Text excerpt:
=== Section Start ===
● By reference versus de novo assembly: De novo assembly means the construction of a new genome sequence. By reference asembly maps the reads to the known genome of this species. De novo assembly is much harder and longer than by reference assembly.
● What is BLAST?: BLAST (Basic Local Alignment Search Tool) is the software to find similar sequences in huge database.
● What is BLAST good for?: BLAST can quickly find the genomes with the sequences that are similar to some query sequence.
● Why not use Smith-Waterman instead?: Smith-Waterman performs O(n*m) operations for each pair of sequences. The number of reference sequences in the databases is very large. For example, GenBank has around 200 milions of sequences. The use of Smith-Waterman would require a 200 millions tables to be calculated. That would take a huge amount of time, even with clever optimisations.
● How does BLAST work → seed, extend,evaluate!: Seed: build a list of all subwords of the given length from the query sequence. For each subword build a neighborhood, which includes similar subwords. → create a list of all subwords and calculate a list for all similar subwords. These subwords are called seeds.Then scan a database for exact matches with this list.
Extend: starting from seeds, extend alignment in both directions. Find the longest sequences with maximum similarity score.
Evaluate: calculate the statistical significance — are sequences biologically related or are they similar just by chance.
● What is Genome assembly?: Genome can be represented as a set of the long DNA molecules. In the shotgun sequencing this molecules will be splitted in the short parts. This parts can be translated into strings of letters. These strings are called reads. The assembler rebuilds the original sequence with these reads.
● How does de novo assembly work?: Assemble reads into larger strings using the overlaps between them. There are two methods to perform de novo assembly: the overlap graphs and the de Brujin graphs.
● What is an overlap graph?: Represent each read as a graph node. Compute all pair-wise alignments between reads and represent overlaps as graph edges.
● How do we traverse this graph to assemble a genome?: Then find the Hamiltonian path for this grap. Find a path, which visits each node exactly once. This path is the reconstructed original genome sequence. Problem: there is no efficient algorithm for finding such path.
● What is a de Bruijn graph?: Each read is decomposed into series of k-mers, similar to BLAST seeding. Each unique k-mer is represented by an edge of the graph. Nodes are (k-1)-mers: prefix and suffix of the k-mer associated with the edge connecting them.
● What is a k-mer?: k-mers are the subsequences of the original string with the lengt k.
● How do we traverse a de Bruijn graph?: The original sequence can be reconstructed by finding an Eulerian path (visit each edge exactly once). There exists an efficient algorithm to find an Eulerian path.
● Which problem are we trying to solve?: We are trying to map all reads to some reference genome.
● Why not use Blast?: we want to construct new genome, not to find the similarities in another genomes.
=== Section End ===
Supplied data:
=== Section Start ===
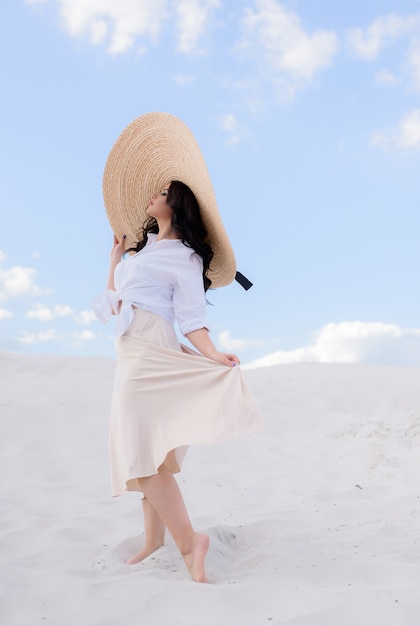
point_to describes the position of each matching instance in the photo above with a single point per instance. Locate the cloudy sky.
(308, 115)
=== Section End ===
Please answer from the genome assembly notes: what kind of path through a de Bruijn graph reconstructs the original sequence? The listing has no connection to the genome assembly notes.

Reply to the exercise: An Eulerian path, which visits each edge exactly once.